## start Source document
In person, I am really tough. When I talk to (chefs) I say, “Don’t ever serve that again. Remove it from your menu. It is not good.” I am a little more subtle in my writing. A chef has a wife and kids. There is a waiter that has a wife and kids. You have to respect people’s livelihood. I have to be diplomatic.

Have chefs ever reacted poorly?

One guy. He said, “I don’t care a shit about what you write.”

What’s your take on the emergence of celebrity chefs with television shows, cook books and their own lines of sauces?

There are very few of them compared to the masses of chefs. There is one Tom Cruise, one George Clooney. If you start really looking, there are really only a few of them who could go to that level. There is only one guy in England and that’s Gordon Ramsey.

Your office walls are covered in photos of you with celebrities and politicians, including Mayor Antonio Villaraigosa. Ever had dinner with him?

The mayor, he loves food. I have to call his assistant. Every time I say, “Let’s have dinner,” he says, “Yes, of course.” I have to plan it, but I have to travel now so I can’t plan in advance.

By the way, how do you stay in such good shape given all the food you must eat?

My daily walk every morning; I have to keep in shape. Sometimes I don’t even take my phone when I am doing it. I pay attention to what I am eating and drinking both qualitywise and quantitywise.

Do you have any hobbies?

My hobby is waterskiing in Paris. I used to do competitions. It’s just for fun now, because you have to train. I do it on the Seine River, north of Paris. That’s what I would do (to relax).
## end Source document
## start Available data
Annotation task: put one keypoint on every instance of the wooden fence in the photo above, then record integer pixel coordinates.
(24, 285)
## end Available data
Continue the interview about chefs and dining out, picking up after its final answer.

Does your son, Alexandre, enjoy restaurants as much as you?

He loves it. He knows every chef and he loves food. Good food – and he knows. He lives in Paris. Every six weeks they have a break (in school) and we manage to come at the same time.

One last thing: What do you think of the quality of American food in general?

The good news is that the quality of the American restaurant scene has drastically improved in the past 15 years, and I see more improvements to come. People are now getting used to better food and will want even more.

Sophie Gayot

Title: Director

Company: GaultMillau Inc.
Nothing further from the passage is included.